==== EXERCISE MATERIAL

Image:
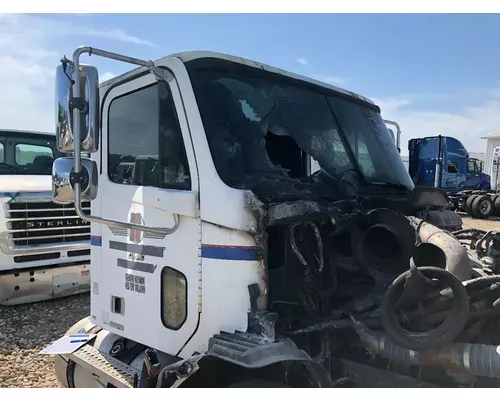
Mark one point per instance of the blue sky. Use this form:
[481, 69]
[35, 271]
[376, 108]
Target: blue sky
[432, 73]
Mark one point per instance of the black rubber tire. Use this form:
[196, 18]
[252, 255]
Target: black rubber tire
[445, 333]
[468, 204]
[496, 206]
[258, 383]
[479, 202]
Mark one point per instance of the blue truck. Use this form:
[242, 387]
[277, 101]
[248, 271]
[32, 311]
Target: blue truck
[443, 162]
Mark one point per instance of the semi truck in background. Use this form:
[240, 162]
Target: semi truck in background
[219, 259]
[44, 246]
[443, 162]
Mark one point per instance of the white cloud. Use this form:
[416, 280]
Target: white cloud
[336, 80]
[116, 34]
[30, 49]
[467, 125]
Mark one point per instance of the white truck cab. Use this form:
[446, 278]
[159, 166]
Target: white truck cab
[44, 246]
[219, 256]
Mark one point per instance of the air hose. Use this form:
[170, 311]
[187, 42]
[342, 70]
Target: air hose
[444, 333]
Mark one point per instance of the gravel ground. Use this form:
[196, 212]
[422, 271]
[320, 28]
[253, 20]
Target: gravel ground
[27, 329]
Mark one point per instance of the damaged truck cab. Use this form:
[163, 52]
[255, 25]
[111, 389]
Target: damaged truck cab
[218, 257]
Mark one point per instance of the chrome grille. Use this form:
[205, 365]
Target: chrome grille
[43, 223]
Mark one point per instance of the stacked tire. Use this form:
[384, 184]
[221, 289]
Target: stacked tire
[482, 206]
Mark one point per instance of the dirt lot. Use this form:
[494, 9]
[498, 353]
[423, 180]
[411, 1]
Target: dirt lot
[27, 329]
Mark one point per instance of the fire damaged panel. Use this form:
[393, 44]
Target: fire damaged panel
[350, 245]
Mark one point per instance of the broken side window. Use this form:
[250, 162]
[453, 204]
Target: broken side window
[259, 124]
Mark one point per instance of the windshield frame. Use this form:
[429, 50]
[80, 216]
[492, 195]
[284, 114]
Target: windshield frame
[219, 67]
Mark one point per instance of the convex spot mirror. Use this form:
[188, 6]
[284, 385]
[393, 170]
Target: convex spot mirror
[62, 189]
[89, 115]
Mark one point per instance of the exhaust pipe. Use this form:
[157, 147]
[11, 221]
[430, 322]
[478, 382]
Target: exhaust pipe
[473, 358]
[440, 249]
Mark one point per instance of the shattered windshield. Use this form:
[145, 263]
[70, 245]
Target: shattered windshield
[259, 123]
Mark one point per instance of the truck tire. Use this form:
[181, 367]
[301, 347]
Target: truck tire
[258, 383]
[482, 207]
[496, 205]
[468, 204]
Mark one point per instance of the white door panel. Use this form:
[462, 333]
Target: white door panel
[132, 261]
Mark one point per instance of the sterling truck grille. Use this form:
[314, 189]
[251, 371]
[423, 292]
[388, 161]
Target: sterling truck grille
[32, 224]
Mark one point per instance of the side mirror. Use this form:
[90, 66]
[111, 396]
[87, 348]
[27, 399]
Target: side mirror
[62, 188]
[89, 105]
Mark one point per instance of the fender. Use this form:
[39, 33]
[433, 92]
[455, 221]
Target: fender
[233, 357]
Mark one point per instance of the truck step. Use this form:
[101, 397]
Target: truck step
[105, 366]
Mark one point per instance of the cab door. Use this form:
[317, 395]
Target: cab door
[149, 281]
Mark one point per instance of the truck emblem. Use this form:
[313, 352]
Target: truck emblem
[135, 235]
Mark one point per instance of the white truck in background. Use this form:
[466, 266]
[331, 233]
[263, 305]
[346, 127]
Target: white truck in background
[44, 246]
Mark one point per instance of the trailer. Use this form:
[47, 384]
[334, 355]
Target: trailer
[443, 162]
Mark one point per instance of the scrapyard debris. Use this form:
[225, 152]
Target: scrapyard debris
[383, 290]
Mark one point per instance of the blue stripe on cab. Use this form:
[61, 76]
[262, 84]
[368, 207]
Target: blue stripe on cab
[229, 253]
[96, 241]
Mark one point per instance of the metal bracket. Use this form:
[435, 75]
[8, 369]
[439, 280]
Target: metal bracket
[161, 74]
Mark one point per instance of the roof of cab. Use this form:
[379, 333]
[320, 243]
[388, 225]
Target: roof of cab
[199, 54]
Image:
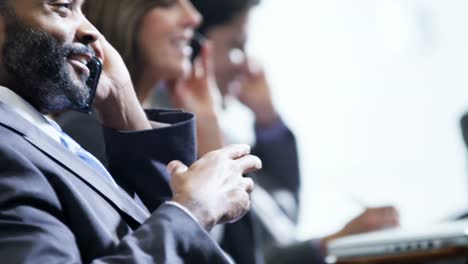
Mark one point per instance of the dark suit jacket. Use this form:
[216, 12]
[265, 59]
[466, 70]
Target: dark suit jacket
[55, 209]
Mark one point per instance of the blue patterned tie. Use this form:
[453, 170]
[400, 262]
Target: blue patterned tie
[84, 155]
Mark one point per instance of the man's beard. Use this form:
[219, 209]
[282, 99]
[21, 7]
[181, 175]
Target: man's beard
[38, 65]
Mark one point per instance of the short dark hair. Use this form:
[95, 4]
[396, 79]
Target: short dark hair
[219, 12]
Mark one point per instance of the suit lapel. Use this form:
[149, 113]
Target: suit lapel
[72, 163]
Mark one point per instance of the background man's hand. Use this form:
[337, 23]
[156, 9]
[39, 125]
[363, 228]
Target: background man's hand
[116, 103]
[199, 95]
[213, 188]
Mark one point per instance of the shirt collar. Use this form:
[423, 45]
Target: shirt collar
[28, 112]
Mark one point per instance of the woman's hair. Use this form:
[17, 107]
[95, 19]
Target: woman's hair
[119, 22]
[220, 12]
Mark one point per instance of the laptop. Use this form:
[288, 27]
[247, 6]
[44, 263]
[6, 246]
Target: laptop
[401, 241]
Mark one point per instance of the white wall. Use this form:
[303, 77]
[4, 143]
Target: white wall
[374, 90]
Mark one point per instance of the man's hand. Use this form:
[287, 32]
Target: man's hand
[255, 94]
[116, 102]
[371, 219]
[199, 95]
[213, 188]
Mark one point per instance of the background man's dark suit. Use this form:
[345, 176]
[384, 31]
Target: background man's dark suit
[56, 209]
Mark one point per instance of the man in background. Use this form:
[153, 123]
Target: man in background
[276, 199]
[58, 204]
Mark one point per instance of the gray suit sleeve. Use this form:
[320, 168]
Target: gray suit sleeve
[307, 252]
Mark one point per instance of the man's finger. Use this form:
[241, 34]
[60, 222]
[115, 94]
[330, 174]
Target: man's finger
[207, 57]
[249, 163]
[176, 167]
[236, 151]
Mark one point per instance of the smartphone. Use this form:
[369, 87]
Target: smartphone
[95, 69]
[197, 43]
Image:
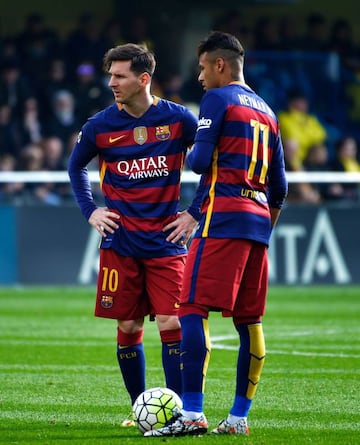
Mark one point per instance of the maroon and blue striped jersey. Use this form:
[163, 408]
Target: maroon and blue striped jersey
[140, 165]
[238, 148]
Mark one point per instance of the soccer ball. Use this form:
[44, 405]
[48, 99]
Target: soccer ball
[154, 407]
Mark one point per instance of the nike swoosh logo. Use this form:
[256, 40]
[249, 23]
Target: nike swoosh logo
[112, 140]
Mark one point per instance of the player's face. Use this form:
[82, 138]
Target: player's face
[125, 84]
[208, 76]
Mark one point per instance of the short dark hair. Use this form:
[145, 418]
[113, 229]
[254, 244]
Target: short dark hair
[218, 40]
[142, 60]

========

**WHAT THIS TASK INVOLVES**
Arrange the records as a Markdown table with the columns No and Line, starting at the line containing "Mark one point per instance of the player's" and ending at the last line of the records. Number the rows in order and leave out blank lines.

**REPLY**
| No | Line |
|---|---|
| 1 | Mark one point per instance of the player's face. Use this form: |
| 2 | [82, 138] |
| 3 | Target: player's face |
| 4 | [125, 84] |
| 5 | [208, 76] |
| 6 | Mark one point per instance of the short dark hair. Use this form: |
| 7 | [145, 418] |
| 8 | [113, 229] |
| 9 | [254, 244] |
| 10 | Target: short dark hair |
| 11 | [218, 40] |
| 12 | [142, 60] |